● **WHAT TO PRODUCE**
Transcribe the entries below word for word, from the line containing "point_to marks one point per instance of the door" down to the line containing "column 113, row 232", with both of those lines included.

* BEGIN TASK INPUTS *

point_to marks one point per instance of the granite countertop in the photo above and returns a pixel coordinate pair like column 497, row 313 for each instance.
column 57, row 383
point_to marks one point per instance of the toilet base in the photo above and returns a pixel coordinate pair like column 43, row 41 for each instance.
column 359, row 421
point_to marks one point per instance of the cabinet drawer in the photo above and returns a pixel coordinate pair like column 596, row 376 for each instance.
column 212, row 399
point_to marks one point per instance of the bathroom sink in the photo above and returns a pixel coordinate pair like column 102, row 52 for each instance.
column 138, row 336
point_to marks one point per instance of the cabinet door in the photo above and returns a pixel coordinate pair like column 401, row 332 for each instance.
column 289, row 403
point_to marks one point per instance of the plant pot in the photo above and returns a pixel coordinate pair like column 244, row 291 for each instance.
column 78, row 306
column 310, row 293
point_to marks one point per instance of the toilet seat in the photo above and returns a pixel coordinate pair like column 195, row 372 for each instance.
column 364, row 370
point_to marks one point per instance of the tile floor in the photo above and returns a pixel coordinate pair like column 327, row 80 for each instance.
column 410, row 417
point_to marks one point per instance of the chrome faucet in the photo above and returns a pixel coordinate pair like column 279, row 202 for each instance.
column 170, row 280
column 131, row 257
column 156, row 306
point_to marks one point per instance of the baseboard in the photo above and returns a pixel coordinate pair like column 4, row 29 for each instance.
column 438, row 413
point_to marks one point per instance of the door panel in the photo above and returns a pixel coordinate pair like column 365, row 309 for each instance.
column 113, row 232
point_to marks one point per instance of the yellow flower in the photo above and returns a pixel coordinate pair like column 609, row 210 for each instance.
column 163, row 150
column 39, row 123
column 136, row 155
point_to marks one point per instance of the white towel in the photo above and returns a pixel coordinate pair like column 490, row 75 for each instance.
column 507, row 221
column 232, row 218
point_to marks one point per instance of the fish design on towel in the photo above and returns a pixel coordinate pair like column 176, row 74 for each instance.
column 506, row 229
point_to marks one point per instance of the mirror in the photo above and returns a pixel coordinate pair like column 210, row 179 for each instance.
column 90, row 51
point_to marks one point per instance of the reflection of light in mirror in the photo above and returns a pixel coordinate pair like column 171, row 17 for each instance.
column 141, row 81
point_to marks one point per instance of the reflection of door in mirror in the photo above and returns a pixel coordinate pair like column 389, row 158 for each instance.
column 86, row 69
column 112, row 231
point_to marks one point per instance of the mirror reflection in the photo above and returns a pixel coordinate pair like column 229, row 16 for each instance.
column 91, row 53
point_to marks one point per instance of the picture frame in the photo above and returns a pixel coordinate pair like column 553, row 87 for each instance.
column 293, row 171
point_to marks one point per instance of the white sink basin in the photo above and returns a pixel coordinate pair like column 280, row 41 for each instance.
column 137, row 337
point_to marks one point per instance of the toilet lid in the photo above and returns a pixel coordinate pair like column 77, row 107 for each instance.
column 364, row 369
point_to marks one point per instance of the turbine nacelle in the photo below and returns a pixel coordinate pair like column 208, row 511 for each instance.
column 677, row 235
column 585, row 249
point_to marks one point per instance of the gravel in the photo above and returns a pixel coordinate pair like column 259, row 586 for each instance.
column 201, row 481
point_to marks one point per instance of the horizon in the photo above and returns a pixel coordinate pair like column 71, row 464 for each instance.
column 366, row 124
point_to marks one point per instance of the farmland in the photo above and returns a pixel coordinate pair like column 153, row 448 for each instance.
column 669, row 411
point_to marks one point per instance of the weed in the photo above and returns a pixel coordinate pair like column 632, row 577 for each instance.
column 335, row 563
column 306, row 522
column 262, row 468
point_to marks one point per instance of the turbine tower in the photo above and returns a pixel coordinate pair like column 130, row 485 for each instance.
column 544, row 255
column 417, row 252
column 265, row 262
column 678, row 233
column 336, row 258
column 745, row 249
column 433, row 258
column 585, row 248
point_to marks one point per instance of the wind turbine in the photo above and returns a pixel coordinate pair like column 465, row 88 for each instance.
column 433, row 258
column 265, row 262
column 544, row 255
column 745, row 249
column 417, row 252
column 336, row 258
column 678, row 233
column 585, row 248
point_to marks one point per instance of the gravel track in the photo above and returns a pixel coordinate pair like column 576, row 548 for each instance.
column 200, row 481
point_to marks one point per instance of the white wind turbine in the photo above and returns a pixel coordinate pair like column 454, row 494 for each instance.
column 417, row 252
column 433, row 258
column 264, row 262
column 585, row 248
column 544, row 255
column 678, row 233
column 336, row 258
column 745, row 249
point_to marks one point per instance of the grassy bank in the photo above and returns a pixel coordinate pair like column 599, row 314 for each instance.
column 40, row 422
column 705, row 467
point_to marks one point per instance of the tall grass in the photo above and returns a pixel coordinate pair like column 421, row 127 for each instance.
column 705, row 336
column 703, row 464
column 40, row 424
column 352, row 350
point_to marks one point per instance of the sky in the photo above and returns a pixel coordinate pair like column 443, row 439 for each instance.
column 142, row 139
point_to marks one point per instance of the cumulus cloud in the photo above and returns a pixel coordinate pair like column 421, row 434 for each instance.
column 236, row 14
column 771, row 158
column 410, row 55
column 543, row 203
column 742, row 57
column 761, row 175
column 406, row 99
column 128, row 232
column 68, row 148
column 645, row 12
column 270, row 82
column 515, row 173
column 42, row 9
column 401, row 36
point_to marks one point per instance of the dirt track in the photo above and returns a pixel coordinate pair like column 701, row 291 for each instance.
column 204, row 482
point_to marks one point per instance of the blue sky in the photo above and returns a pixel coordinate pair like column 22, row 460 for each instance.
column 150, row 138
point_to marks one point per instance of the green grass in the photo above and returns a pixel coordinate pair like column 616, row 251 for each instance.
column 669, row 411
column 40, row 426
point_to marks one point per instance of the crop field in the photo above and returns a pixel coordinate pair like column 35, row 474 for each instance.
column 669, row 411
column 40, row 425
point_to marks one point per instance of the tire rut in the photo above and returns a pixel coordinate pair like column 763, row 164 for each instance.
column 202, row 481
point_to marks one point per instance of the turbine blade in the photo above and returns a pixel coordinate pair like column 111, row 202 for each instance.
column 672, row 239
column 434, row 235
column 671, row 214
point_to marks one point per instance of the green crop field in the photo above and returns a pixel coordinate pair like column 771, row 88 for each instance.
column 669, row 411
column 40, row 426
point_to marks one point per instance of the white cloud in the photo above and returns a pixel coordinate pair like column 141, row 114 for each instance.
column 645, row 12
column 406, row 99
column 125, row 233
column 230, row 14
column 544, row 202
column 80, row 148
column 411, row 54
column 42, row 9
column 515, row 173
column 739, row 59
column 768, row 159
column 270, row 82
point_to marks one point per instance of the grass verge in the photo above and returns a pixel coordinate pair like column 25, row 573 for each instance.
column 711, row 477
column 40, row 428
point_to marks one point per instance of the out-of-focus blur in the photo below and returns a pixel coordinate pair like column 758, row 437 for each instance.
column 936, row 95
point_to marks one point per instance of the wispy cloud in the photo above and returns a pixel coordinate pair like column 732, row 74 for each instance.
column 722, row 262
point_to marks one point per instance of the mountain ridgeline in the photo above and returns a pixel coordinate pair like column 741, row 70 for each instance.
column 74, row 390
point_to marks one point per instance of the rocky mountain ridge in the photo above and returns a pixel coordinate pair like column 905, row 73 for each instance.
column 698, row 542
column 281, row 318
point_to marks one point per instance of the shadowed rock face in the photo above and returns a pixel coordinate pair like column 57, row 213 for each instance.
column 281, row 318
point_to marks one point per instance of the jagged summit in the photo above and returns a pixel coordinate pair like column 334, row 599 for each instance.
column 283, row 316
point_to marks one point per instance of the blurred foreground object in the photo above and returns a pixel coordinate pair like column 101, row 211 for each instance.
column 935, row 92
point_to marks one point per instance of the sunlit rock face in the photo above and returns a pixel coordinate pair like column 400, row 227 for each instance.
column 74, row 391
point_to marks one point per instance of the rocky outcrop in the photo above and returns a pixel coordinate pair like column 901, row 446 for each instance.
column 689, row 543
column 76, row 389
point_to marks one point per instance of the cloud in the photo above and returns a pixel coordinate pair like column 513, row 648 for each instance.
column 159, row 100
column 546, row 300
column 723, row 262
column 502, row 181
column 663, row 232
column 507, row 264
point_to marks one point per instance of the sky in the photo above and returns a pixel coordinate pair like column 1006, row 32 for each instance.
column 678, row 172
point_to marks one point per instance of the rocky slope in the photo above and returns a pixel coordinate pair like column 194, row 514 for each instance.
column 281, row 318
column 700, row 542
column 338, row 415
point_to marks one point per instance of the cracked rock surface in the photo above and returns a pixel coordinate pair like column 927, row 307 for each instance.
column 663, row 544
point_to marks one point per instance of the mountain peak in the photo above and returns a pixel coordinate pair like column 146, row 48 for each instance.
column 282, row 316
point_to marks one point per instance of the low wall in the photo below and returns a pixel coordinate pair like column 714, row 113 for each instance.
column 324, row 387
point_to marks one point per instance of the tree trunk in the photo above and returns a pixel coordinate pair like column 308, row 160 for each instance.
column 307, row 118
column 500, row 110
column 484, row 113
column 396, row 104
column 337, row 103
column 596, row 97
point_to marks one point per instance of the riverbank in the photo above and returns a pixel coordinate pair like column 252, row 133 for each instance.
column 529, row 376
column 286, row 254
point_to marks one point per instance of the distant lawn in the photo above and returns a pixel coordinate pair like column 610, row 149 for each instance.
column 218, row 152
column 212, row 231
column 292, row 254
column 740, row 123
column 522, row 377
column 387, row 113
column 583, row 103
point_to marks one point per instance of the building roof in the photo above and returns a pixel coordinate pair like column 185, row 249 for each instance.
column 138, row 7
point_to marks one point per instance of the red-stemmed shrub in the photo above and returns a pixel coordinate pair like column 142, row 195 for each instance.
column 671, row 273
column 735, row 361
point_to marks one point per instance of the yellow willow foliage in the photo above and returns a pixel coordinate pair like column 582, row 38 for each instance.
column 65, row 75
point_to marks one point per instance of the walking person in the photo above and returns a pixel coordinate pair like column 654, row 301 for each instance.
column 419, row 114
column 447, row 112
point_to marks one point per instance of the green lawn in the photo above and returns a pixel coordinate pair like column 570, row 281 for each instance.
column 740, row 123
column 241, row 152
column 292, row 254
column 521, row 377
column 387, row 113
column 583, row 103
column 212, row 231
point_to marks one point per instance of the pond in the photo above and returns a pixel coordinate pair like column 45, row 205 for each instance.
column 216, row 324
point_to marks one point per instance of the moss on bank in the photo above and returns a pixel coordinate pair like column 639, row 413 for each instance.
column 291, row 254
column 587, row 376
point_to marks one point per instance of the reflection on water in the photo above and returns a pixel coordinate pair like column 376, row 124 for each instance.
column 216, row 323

* END TASK INPUTS *

● **EXERCISE RESPONSE**
point_to marks one point per instance of the door panel in the photo above and returns a pixel coordinate pair like column 365, row 309 for each instance.
column 113, row 232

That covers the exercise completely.